**Goal:**
Starting with the line that contains "For every instance of the ceiling fan", set down each line through the end of the entries below, exactly and with nothing added.
________
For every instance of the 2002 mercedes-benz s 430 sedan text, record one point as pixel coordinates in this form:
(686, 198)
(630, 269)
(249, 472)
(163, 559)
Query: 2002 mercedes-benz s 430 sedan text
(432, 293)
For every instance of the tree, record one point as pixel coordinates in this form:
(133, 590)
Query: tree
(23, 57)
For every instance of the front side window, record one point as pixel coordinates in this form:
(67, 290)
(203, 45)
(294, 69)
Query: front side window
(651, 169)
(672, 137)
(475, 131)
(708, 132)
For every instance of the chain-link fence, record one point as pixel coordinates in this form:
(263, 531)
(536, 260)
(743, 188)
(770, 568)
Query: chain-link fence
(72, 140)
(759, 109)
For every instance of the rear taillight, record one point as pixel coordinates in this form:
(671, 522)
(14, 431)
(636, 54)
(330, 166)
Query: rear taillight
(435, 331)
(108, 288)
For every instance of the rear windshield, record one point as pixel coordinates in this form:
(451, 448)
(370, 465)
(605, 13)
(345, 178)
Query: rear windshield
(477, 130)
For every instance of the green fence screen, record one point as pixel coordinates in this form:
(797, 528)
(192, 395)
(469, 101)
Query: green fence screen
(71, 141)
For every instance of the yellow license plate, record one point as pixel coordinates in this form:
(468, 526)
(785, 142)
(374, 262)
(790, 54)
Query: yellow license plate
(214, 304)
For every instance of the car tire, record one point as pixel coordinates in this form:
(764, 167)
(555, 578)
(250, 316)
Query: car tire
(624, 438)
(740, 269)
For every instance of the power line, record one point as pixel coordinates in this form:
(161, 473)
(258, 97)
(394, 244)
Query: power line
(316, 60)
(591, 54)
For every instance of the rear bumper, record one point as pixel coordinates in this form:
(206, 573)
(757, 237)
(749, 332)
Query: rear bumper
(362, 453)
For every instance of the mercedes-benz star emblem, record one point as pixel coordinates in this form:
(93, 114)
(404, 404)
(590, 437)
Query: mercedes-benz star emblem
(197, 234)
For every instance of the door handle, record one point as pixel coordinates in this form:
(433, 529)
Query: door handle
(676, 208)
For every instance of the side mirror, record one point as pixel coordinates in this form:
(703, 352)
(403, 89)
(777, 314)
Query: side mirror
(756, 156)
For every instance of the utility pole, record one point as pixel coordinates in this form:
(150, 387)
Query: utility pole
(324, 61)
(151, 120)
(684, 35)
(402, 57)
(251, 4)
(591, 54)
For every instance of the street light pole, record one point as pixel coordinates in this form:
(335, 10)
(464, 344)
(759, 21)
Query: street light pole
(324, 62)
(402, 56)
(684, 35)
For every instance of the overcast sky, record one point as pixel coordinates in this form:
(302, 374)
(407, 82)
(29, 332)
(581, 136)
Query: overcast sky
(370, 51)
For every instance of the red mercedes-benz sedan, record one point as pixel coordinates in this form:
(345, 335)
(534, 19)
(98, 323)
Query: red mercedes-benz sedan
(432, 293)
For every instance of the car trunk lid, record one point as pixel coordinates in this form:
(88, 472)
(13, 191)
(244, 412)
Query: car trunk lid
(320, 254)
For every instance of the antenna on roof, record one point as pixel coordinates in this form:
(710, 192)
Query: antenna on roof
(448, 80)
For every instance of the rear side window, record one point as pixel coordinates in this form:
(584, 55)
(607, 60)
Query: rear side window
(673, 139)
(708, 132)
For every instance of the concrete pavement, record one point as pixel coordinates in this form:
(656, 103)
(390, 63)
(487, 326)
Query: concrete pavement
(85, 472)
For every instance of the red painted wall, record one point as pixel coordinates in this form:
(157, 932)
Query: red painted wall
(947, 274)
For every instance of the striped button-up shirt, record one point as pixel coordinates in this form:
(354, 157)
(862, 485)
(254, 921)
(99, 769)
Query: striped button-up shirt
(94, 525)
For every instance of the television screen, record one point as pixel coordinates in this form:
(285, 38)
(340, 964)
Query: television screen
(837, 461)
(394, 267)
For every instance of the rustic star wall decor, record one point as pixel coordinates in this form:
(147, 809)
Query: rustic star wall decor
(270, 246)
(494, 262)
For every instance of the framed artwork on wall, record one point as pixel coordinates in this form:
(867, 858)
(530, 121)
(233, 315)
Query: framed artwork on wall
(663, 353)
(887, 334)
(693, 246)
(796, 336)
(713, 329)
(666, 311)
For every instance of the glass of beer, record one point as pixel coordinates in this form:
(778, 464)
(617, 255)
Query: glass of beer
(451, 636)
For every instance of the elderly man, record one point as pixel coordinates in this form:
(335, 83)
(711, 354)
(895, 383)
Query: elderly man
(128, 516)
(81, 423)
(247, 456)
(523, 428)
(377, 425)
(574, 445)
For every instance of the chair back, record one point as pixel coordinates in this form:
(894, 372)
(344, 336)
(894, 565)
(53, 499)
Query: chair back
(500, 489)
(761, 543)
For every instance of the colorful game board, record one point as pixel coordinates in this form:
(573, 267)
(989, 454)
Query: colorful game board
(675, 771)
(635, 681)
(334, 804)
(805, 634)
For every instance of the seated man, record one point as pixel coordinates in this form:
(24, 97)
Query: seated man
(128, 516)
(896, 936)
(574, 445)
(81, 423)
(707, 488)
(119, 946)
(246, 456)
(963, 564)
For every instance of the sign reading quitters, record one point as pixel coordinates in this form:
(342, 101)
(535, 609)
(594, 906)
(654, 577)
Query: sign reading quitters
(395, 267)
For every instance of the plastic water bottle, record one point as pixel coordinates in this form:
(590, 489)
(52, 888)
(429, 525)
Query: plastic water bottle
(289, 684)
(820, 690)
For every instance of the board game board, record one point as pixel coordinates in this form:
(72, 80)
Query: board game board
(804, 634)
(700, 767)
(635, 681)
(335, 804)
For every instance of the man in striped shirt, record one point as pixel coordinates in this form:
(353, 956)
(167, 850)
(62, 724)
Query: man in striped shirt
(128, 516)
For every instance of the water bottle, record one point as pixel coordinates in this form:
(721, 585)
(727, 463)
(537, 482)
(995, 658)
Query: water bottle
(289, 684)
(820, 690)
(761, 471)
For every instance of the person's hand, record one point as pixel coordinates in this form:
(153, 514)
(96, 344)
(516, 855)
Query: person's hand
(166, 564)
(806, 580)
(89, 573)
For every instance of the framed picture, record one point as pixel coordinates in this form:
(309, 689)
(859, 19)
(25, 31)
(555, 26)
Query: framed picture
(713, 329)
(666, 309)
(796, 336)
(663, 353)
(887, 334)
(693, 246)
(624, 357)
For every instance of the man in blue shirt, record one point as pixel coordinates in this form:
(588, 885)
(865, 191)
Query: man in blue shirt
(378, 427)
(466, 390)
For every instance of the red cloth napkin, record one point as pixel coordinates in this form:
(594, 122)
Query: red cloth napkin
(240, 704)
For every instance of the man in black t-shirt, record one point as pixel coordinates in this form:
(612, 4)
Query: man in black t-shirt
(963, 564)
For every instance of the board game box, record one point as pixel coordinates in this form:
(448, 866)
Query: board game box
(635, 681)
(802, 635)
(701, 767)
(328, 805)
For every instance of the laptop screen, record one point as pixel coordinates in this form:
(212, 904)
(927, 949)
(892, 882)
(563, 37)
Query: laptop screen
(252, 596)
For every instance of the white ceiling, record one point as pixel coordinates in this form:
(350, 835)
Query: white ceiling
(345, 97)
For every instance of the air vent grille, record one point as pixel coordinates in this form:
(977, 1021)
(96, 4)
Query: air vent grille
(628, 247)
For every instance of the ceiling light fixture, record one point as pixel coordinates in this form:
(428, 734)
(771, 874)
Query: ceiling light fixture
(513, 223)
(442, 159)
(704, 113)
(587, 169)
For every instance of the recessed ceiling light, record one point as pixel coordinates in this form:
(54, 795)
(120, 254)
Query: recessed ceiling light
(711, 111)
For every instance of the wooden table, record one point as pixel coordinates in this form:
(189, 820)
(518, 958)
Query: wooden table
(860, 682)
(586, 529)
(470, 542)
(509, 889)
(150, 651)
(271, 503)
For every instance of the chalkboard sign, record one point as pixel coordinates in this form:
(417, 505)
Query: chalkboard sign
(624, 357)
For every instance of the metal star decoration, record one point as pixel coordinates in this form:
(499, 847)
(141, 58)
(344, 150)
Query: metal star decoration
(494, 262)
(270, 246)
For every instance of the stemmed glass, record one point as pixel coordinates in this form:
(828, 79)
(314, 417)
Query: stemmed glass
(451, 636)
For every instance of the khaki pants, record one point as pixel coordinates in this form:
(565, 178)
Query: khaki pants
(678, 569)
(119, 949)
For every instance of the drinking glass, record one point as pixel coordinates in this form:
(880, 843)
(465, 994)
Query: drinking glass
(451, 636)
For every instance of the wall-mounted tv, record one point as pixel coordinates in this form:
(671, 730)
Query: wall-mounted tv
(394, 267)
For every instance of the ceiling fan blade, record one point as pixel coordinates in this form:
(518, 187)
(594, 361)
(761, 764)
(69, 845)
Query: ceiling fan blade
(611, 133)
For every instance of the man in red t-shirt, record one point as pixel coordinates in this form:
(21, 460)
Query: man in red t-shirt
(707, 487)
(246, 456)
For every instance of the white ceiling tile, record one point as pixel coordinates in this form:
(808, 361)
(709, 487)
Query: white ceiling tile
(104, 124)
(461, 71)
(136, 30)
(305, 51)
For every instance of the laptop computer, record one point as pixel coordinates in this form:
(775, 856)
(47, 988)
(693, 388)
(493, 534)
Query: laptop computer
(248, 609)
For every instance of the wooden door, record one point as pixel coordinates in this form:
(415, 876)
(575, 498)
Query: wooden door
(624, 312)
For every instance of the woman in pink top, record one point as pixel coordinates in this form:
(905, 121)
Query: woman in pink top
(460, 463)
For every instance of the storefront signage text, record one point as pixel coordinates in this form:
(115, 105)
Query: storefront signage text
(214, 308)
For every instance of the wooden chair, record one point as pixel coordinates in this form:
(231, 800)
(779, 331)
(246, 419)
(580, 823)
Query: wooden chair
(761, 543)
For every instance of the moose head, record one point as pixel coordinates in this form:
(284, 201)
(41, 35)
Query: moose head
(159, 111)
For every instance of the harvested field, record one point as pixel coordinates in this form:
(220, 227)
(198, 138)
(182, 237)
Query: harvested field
________
**Task result:**
For every instance of the ceiling fan blade, record one point as pixel coordinates in this form:
(518, 187)
(594, 361)
(761, 764)
(69, 845)
Query: ceiling fan blade
(611, 133)
For every instance of the man in red t-shirt, record one point as pixel coordinates in this form:
(21, 460)
Query: man in red t-shirt
(707, 487)
(246, 456)
For every instance of the white ceiling tile, record one point as pixel coordinates in this form:
(808, 361)
(709, 487)
Query: white ceiling tile
(104, 124)
(461, 71)
(136, 30)
(305, 51)
For every instance of the laptop computer, record one point as pixel coordinates in this form:
(775, 856)
(47, 988)
(693, 388)
(493, 534)
Query: laptop computer
(248, 609)
For every instance of the wooden door, record one point as pixel coordinates in this form:
(415, 876)
(575, 498)
Query: wooden door
(624, 312)
For every instance of the woman in pink top, record one point as pixel coordinates in this form:
(905, 121)
Query: woman in pink top
(460, 463)
For every instance of the storefront signage text, record one point as pixel coordinates in this form:
(115, 105)
Query: storefront signage text
(214, 308)
For every instance of the wooden chair, record one point as pixel coordinates in this form:
(231, 800)
(779, 331)
(246, 419)
(580, 823)
Query: wooden chair
(761, 543)
For every instance of the moose head, record one point as pixel coordinates in this form:
(284, 201)
(41, 35)
Query: moose head
(159, 111)
For every instance of the harvested field, record one point as pixel coordinates in this form:
(220, 227)
(198, 138)
(182, 237)
Query: harvested field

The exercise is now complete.